*Consignes*:
1 > Selon le texte fourni, en combien de temps David et Flavien arrivent-ils à la Laguna Torre ?
2 > Récris le passage du texte fourni qui va des mots « Ils sont conduits » jusqu'à « les parfaits bourlingueurs. », en mettant « le ferry » à la place de « le bateau ».

Une auberge tout confort

Le bien-être vit par de petites choses, surtout le dimanche matin. « Que c’est agréable de bien manger avant d’attaquer sa journée, j’avais presque oublié. » À l’heure prévue, le bus vient les chercher, enfin c’est un bus 4×4. « Direction le fameux Perito Moreno en passant par la route historique, non goudronnée. » Un régal.

Un lieu pousse David et Flavien à rire. « Nous sommes arrêtés dans un ranch qui n’a pas grand-chose à voir avec un ranch. » Ils repartent, avant un nouvel arrêt suivi d’une marche de quinze minutes pour rallier un embarcadère. « Nous sommes quatre à nous approcher du glacier différemment. »

Ils sont conduits sur les passerelles où l’on peut l’admirer au plus près. « Entendre et observer, de nombreux blocs se détacher du glacier est unique », commente Flavien.

Après cet intermède, ils partent pour 1 h 15 de route, avant que la compagnie les dépose en centre-ville. Ils se font plaisir avec une glace. « Je choisis goût “El Calafate”. C’est le fruit du berbéris, qui a donné son nom à la ville », explique l’aventurier. (Crédits : Perito Moreno/Flavien Saboureau)

De retour à l’auberge, le duo organise les jours suivants du voyage. « On réserve le bateau que l’on prendra samedi à Puerto Natales direction Puerto Montt. » Puis, les touristes se questionnent sur la journée à El Chalten, destination de demain. Ils joueront les parfaits bourlingueurs.

Un dilemme cornélien

« Ce matin je me lève en songeant à l’enterrement de Madeleine, j’ai toujours autant de mal à admettre que je n’y serai pas. » David le rejoint au camping à 8 h pour le petit-déjeuner. Un sentiment d’anxiété reprend Flavien. David emmène Flavien, presque malgré lui vers la Laguna Torre, située à 9 km de marche. « Au début je suis perdu dans mes pensées… jusqu’aux premières difficultés. » En l’absence de dénivelé, ils arrivent à destination en 2 h 30.

Bien que les sommets soient dans les nuages, la pluie attendue n’est pas si forte : « on peut même observer le glacier ». L’averse s’intensifie et le duo entame le chemin inverse. « Sorti du cirque glaciaire, la pluie cesse et il fait chaud. Je transpire, je ne suis plus habitué… » La pause casse-croûte s’impose. « Avec David, on mange le saucisson et le fromage qu’il nous restait. » Après une courte période de repos, durant lequel David profite de son auberge, ils se rejoignent chez un glacier. Un moment suspendu ou l’oisiveté est de mise. « Le temps ne s’y prête pas, mais une petite glace fait toujours plaisir. »

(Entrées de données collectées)

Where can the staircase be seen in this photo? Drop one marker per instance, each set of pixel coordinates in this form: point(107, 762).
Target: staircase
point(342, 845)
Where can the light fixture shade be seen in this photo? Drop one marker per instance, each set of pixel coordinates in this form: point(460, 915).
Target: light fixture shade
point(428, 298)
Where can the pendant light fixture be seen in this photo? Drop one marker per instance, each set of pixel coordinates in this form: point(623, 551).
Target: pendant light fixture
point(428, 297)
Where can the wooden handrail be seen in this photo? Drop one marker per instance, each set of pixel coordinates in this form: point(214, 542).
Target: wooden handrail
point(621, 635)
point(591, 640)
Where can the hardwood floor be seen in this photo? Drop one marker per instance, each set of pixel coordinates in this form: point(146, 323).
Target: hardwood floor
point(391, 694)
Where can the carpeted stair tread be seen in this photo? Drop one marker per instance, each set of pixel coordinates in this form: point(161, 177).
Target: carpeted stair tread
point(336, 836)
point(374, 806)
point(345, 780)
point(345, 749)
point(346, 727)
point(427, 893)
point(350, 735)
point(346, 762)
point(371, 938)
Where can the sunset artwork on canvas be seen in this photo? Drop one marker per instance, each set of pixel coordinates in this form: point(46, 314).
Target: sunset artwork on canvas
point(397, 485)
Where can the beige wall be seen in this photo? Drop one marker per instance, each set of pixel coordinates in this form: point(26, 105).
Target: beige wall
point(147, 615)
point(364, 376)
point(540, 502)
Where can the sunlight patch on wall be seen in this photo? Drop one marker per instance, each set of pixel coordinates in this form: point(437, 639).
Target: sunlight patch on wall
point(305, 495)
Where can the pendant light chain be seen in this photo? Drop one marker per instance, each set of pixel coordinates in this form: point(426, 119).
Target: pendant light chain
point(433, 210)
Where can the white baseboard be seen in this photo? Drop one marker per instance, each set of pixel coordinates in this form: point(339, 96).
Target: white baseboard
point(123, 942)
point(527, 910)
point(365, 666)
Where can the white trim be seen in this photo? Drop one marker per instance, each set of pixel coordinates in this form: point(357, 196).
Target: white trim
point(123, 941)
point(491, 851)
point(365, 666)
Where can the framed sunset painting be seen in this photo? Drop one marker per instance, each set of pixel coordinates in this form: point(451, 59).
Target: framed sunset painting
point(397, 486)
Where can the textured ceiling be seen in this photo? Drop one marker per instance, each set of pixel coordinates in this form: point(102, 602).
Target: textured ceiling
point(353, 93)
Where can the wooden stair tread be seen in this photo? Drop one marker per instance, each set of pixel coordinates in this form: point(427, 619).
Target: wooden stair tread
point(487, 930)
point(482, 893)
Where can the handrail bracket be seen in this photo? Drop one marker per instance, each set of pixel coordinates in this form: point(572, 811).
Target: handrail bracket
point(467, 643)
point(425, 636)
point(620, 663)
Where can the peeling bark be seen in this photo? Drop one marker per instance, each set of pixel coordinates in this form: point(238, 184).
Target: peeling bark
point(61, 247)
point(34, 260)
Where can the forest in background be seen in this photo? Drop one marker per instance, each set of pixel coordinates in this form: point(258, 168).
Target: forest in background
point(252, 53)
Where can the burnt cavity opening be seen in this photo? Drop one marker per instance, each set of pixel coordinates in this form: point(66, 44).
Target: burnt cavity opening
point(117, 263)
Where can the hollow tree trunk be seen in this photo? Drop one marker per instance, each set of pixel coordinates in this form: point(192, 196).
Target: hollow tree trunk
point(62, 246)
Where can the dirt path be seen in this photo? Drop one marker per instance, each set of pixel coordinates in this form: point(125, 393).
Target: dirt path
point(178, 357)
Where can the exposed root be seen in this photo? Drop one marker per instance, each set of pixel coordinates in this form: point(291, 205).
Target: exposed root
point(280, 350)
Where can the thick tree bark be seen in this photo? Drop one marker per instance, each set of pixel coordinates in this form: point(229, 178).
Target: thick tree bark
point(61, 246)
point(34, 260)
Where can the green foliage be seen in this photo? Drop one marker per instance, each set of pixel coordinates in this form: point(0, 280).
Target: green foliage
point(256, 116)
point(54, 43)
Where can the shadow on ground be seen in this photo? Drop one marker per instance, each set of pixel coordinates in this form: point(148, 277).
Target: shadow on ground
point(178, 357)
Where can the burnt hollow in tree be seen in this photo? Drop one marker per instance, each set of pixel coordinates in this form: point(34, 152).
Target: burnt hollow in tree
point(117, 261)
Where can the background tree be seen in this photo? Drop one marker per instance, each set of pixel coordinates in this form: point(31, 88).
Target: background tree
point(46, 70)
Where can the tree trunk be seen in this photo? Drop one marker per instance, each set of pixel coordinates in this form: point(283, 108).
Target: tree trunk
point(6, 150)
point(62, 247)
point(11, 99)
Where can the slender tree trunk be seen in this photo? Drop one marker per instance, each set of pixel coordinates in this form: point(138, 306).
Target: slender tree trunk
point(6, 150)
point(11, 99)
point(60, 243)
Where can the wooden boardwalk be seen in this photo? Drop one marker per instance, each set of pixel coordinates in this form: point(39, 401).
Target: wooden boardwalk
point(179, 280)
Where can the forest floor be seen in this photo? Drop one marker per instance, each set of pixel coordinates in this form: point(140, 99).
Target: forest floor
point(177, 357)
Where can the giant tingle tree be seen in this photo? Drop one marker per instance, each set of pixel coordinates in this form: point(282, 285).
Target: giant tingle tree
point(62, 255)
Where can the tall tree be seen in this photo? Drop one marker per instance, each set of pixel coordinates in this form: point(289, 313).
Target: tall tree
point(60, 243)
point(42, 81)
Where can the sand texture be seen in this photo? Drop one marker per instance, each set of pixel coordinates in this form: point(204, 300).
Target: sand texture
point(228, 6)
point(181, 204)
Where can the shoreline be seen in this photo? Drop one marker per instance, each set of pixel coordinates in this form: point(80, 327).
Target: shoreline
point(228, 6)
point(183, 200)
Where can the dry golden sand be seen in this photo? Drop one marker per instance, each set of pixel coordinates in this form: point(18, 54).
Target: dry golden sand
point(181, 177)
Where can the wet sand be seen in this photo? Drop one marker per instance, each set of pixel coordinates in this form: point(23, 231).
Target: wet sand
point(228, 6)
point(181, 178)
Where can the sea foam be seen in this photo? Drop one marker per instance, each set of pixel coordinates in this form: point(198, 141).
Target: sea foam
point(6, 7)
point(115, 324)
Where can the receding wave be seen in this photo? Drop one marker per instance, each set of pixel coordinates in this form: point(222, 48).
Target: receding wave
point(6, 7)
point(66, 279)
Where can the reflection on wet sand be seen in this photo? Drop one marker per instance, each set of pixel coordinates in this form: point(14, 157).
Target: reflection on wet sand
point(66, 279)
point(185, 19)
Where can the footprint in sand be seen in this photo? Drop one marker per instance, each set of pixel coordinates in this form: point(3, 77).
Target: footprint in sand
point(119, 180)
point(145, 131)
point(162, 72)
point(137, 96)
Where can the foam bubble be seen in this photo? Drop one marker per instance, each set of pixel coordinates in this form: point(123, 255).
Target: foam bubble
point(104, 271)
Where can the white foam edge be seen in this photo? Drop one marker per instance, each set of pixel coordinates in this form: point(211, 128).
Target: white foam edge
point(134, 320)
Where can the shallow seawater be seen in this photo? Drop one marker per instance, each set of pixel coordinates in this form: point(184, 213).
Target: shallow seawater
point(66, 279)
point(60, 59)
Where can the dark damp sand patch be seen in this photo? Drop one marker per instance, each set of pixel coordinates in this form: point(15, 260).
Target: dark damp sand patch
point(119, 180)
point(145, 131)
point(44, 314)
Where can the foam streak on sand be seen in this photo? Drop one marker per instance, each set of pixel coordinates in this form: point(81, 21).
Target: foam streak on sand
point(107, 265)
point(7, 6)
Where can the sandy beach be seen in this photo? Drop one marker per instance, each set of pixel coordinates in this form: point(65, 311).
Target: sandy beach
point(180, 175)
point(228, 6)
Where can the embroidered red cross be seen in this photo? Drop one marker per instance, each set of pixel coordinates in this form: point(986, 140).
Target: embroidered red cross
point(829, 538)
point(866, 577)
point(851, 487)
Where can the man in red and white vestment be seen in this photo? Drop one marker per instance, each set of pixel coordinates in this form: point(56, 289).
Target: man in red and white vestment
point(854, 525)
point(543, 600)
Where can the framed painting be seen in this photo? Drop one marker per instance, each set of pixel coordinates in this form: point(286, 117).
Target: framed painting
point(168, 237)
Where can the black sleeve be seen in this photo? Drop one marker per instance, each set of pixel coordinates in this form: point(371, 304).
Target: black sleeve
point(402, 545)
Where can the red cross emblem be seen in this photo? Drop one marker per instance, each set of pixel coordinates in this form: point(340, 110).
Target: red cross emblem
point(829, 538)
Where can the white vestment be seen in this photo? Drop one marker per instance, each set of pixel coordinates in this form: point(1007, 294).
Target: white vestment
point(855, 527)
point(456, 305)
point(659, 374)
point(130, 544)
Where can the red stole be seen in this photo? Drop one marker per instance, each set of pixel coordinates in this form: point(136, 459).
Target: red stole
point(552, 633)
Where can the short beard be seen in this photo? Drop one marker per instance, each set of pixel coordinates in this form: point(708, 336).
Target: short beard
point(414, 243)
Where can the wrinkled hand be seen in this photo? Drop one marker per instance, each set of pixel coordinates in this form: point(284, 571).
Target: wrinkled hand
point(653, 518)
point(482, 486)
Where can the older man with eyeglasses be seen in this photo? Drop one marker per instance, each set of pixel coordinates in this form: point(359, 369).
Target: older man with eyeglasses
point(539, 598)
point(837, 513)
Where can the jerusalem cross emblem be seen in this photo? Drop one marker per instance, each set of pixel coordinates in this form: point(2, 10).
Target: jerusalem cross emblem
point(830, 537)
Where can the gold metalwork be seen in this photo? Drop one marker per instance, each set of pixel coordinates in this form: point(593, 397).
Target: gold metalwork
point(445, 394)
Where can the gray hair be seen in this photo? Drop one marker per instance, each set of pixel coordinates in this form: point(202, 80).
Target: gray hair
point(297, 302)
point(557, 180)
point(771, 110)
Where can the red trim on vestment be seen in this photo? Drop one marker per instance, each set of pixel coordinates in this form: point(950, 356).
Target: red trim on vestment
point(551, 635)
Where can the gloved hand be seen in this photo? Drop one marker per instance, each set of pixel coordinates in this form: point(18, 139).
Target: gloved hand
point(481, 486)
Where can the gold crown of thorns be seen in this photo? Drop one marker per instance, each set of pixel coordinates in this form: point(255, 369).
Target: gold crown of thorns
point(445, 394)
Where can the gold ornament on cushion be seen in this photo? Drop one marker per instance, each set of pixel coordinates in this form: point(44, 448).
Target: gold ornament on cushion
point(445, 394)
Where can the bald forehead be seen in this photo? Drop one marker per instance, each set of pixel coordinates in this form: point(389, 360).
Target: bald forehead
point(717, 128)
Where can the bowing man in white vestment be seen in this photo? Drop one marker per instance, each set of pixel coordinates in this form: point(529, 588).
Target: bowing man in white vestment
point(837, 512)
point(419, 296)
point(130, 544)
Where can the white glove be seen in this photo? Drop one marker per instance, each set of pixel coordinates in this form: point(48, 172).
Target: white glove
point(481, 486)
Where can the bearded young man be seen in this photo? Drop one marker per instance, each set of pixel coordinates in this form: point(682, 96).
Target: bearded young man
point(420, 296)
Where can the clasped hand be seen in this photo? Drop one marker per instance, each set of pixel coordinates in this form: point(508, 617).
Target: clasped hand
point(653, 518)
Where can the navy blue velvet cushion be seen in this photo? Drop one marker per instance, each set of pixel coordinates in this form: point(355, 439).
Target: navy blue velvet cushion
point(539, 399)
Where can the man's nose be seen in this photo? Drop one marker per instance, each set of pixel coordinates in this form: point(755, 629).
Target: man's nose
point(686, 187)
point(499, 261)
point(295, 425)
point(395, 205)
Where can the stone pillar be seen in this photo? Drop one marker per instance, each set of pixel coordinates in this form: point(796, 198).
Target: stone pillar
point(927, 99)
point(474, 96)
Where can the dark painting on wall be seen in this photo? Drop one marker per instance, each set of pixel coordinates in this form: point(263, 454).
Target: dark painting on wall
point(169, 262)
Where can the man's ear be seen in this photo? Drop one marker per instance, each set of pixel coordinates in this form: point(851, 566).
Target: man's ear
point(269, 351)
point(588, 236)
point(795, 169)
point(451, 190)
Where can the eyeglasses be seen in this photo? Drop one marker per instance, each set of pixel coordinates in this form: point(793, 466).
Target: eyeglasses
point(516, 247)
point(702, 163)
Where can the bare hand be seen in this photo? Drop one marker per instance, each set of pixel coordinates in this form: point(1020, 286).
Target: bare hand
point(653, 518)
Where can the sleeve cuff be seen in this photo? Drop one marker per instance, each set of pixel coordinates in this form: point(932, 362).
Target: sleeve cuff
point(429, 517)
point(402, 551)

*Réponses*:
1 > Ils y arrivent en 2 h 30.

2 >
Ils sont conduits sur les passerelles où l’on peut l’admirer au plus près. « Entendre et observer, de nombreux blocs se détacher du glacier est unique », commente Flavien.

Après cet intermède, ils partent pour 1 h 15 de route, avant que la compagnie les dépose en centre-ville. Ils se font plaisir avec une glace. « Je choisis goût “El Calafate”. C’est le fruit du berbéris, qui a donné son nom à la ville », explique l’aventurier. (Crédits : Perito Moreno/Flavien Saboureau)

De retour à l’auberge, le duo organise les jours suivants du voyage. « On réserve le ferry que l’on prendra samedi à Puerto Natales direction Puerto Montt. » Puis, les touristes se questionnent sur la journée à El Chalten, destination de demain. Ils joueront les parfaits bourlingueurs.